***** Records to process
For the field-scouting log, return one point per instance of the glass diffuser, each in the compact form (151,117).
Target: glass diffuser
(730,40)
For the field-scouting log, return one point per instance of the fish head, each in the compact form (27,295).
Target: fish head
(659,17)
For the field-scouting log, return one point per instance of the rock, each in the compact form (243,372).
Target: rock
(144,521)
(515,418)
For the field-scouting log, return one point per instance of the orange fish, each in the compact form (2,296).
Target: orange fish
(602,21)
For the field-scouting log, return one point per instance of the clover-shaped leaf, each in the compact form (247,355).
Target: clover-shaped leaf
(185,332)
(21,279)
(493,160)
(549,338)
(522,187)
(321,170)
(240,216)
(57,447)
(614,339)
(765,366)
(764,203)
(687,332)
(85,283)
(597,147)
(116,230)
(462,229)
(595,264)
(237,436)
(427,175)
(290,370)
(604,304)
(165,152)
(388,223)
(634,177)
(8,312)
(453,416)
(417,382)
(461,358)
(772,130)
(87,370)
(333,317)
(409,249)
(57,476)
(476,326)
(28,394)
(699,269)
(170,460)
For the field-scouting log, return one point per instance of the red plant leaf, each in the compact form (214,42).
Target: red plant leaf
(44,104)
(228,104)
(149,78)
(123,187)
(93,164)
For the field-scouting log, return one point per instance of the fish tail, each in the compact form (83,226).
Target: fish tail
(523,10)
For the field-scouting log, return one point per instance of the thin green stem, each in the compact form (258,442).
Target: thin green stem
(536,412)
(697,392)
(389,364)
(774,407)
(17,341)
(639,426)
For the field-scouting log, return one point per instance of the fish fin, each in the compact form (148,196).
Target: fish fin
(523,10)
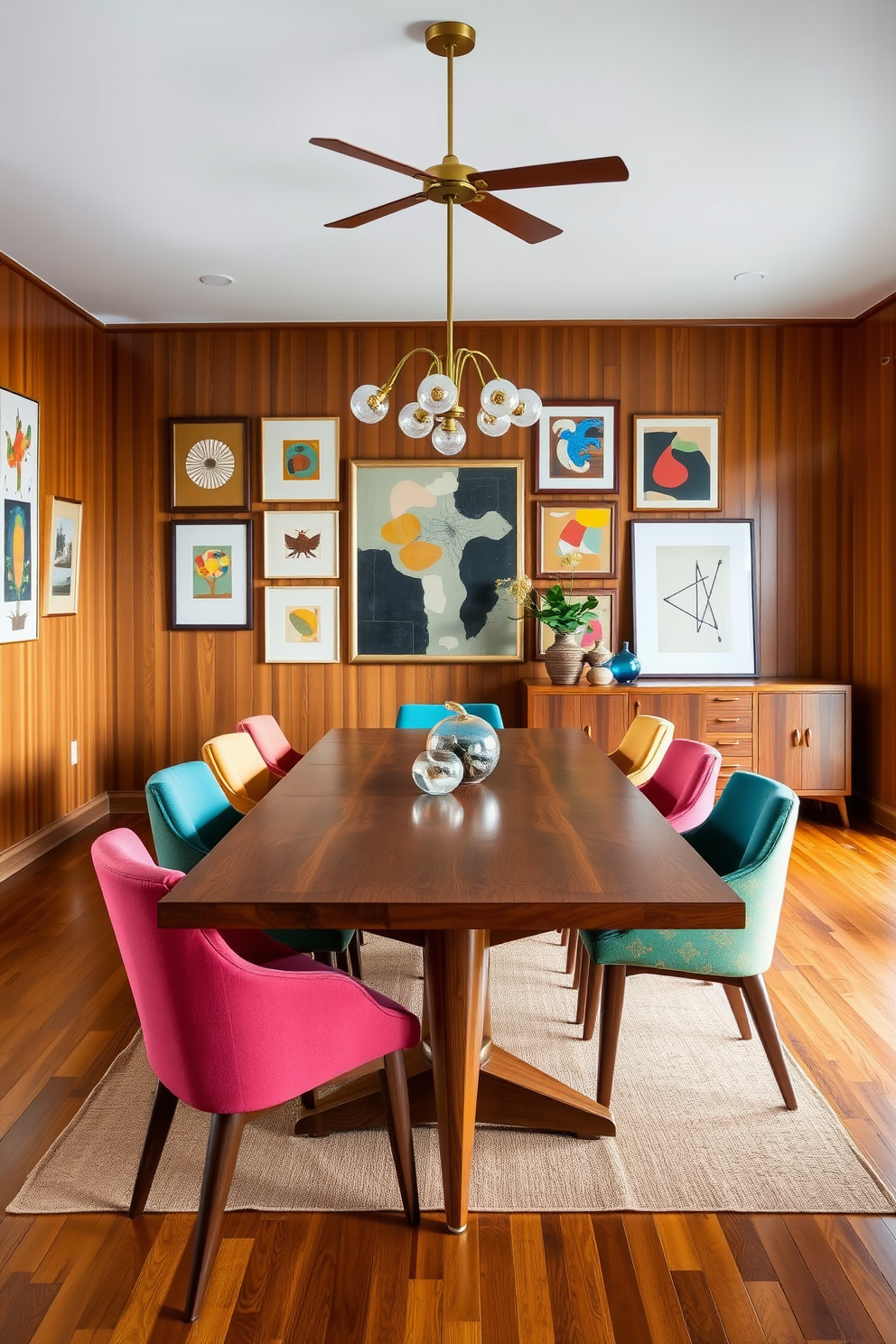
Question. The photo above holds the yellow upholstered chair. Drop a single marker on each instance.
(642, 748)
(239, 769)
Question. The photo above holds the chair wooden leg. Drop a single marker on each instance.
(220, 1160)
(397, 1123)
(611, 1002)
(163, 1112)
(593, 1002)
(738, 1007)
(760, 1003)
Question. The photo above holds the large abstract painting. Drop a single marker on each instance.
(429, 542)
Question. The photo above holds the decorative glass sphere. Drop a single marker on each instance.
(528, 410)
(473, 741)
(493, 425)
(437, 394)
(360, 404)
(500, 397)
(414, 421)
(449, 437)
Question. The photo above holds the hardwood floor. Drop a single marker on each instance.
(636, 1278)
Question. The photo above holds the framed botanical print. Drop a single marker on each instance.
(573, 528)
(19, 443)
(301, 625)
(676, 462)
(694, 598)
(429, 543)
(301, 545)
(211, 575)
(209, 465)
(300, 460)
(578, 448)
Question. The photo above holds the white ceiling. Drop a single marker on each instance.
(144, 143)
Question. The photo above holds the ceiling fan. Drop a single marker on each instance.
(453, 183)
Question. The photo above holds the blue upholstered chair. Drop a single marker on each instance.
(188, 815)
(427, 715)
(747, 839)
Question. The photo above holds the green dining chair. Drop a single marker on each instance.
(747, 839)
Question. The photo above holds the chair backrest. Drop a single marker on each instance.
(188, 813)
(686, 782)
(239, 769)
(427, 715)
(642, 748)
(273, 743)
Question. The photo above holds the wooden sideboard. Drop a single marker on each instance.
(794, 732)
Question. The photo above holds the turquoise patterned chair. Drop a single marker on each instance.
(747, 839)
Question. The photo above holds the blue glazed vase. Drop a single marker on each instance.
(625, 666)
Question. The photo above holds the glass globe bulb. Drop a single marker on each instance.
(361, 407)
(437, 394)
(528, 410)
(499, 397)
(449, 437)
(493, 425)
(414, 421)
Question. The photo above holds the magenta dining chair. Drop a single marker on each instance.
(684, 787)
(272, 742)
(236, 1026)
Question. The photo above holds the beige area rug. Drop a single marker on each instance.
(700, 1124)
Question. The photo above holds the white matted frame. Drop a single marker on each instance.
(300, 460)
(695, 598)
(301, 624)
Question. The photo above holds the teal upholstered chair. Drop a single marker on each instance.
(747, 839)
(188, 815)
(427, 715)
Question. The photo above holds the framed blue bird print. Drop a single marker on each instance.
(578, 448)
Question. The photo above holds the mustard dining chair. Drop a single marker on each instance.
(239, 769)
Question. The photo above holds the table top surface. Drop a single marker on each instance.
(555, 837)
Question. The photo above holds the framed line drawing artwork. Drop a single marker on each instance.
(429, 543)
(676, 462)
(211, 575)
(579, 448)
(63, 556)
(301, 625)
(301, 545)
(300, 460)
(21, 445)
(209, 465)
(695, 598)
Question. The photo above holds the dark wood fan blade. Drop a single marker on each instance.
(571, 173)
(341, 146)
(528, 228)
(378, 212)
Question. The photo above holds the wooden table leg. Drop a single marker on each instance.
(457, 984)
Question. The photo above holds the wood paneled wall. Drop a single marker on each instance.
(777, 387)
(58, 688)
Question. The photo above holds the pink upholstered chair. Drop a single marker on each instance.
(272, 742)
(684, 785)
(236, 1026)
**********
Stated problem:
Pictures appear in the records above. Output everything except them, exactly.

Exercise answer:
For the field-scouting log, return one point per instance of the glass diffuser, each in the compact form (151,117).
Target: glass diffuser
(730,40)
For the field-scouting log, return one point per instance of the fish head, each in the compact form (27,295).
Target: fish head
(659,17)
For the field-scouting log, return one point per instance of the rock, each in the compact form (243,372).
Target: rock
(144,521)
(515,418)
For the field-scouting log, return one point per instance of the orange fish, each in the compact form (2,296).
Target: orange fish
(602,21)
For the field-scouting log, return one point per instance of the clover-shaped leaf, each in the compact form (247,355).
Target: clover-shaped leaf
(185,332)
(21,279)
(493,160)
(549,338)
(522,187)
(321,170)
(240,216)
(57,447)
(614,339)
(765,366)
(764,203)
(687,332)
(85,283)
(597,147)
(116,230)
(462,229)
(595,264)
(237,436)
(427,175)
(290,370)
(604,304)
(165,152)
(388,223)
(634,177)
(8,312)
(453,416)
(417,382)
(461,358)
(772,130)
(87,370)
(333,317)
(409,249)
(57,476)
(476,326)
(28,394)
(699,269)
(170,460)
For the field-scouting log, return one point per instance of the red plant leaf, each in the compact form (214,42).
Target: red plant leaf
(44,104)
(228,104)
(149,78)
(123,187)
(93,164)
For the field-scouting log, return one point per instance of the fish tail, each in the compact form (83,226).
Target: fish tail
(523,10)
For the field-scouting log, return one point per instance of the thin green stem, each in the compact form (258,442).
Target: thin green stem
(536,412)
(697,392)
(389,364)
(774,407)
(17,341)
(639,426)
For the field-scouting log, return one point per instance of the fish fin, each in the compact form (148,196).
Target: fish fin
(523,10)
Question. The photo above holds the yellow upholstered chair. Drop a single marker on each instance.
(642, 748)
(239, 769)
Question. The photo above holds the chair wooden leg. Drop a single marker on each instance.
(220, 1160)
(397, 1123)
(611, 1002)
(163, 1112)
(593, 1002)
(738, 1007)
(760, 1003)
Question. The photo above holds the large abstract painting. Drop a single marker on each instance.
(429, 542)
Question. The photo above holds the decorative glass sphere. Drop a single marker on each instance.
(528, 410)
(473, 741)
(493, 425)
(437, 394)
(360, 404)
(500, 397)
(414, 421)
(449, 437)
Question. The photo above holds the hardwood floor. Drop a single marker on each instance.
(636, 1278)
Question. The photo above holds the framed botanical print. Drop a single marker on each instance.
(573, 528)
(19, 443)
(301, 625)
(676, 462)
(694, 598)
(429, 543)
(301, 545)
(211, 575)
(209, 465)
(300, 460)
(578, 448)
Question. The photo above holds the white ceiling. Drop a single marker on each instance.
(144, 143)
Question. The photo above holds the ceiling fan. Drop a single marker on each instance.
(453, 183)
Question. The photo above holds the blue upholstered chair. Drop a single marker on each instance.
(188, 815)
(427, 715)
(747, 839)
Question. The photo above holds the green dining chair. Drop a single marker on each instance.
(747, 839)
Question. The photo above holds the chair backrest. Drop a single marker on each instance.
(188, 813)
(686, 782)
(239, 769)
(427, 715)
(642, 748)
(273, 743)
Question. The photo above holds the wooden sideboard. Drop a single marker on each instance.
(794, 732)
Question. The photo above holds the turquoise patterned chair. Drop a single marker on each instance.
(747, 839)
Question. The photo above holds the blue glazed vase. Drop a single marker on each instance.
(625, 666)
Question. The photo above holds the glass globe bulb. Drop a single marker on each instance.
(361, 407)
(437, 394)
(528, 410)
(499, 397)
(449, 437)
(493, 425)
(414, 421)
Question. The photo above holds the magenta dining chair. Drop a single marker on each instance.
(684, 787)
(272, 742)
(236, 1026)
Question. The photo above holds the beige area rug. Drop a single marker on each instance.
(700, 1124)
Question. The photo above holds the white matted frame. Drop a single marker on each instance.
(300, 460)
(695, 598)
(301, 624)
Question. The photo above holds the teal upholstered chair. Drop a single marker on each instance.
(747, 839)
(188, 815)
(427, 715)
Question. The photo above holds the framed blue bird print. Drop a single marker on each instance.
(578, 448)
Question. The photo above holds the mustard dining chair. Drop a single marker on each instance.
(239, 769)
Question. The photo above holds the table top surface. Drop a single marker on each instance.
(555, 837)
Question. The photo above holds the framed line drawing artwork. Drop a single marker on each instance.
(429, 543)
(676, 462)
(211, 575)
(579, 448)
(63, 556)
(301, 625)
(301, 545)
(300, 460)
(21, 445)
(209, 465)
(695, 598)
Question. The photo above holds the dark wood fan blade. Drop a single marker on each instance.
(571, 173)
(341, 146)
(528, 228)
(378, 212)
Question. The photo above holds the wooden table leg. Drop a single marker on each instance.
(457, 984)
Question. The photo above holds the wood paneled wall. Drop a single marker on each instance.
(777, 387)
(58, 688)
Question. The photo above holds the pink upholstered chair. Drop a single marker on each instance.
(272, 742)
(684, 785)
(236, 1026)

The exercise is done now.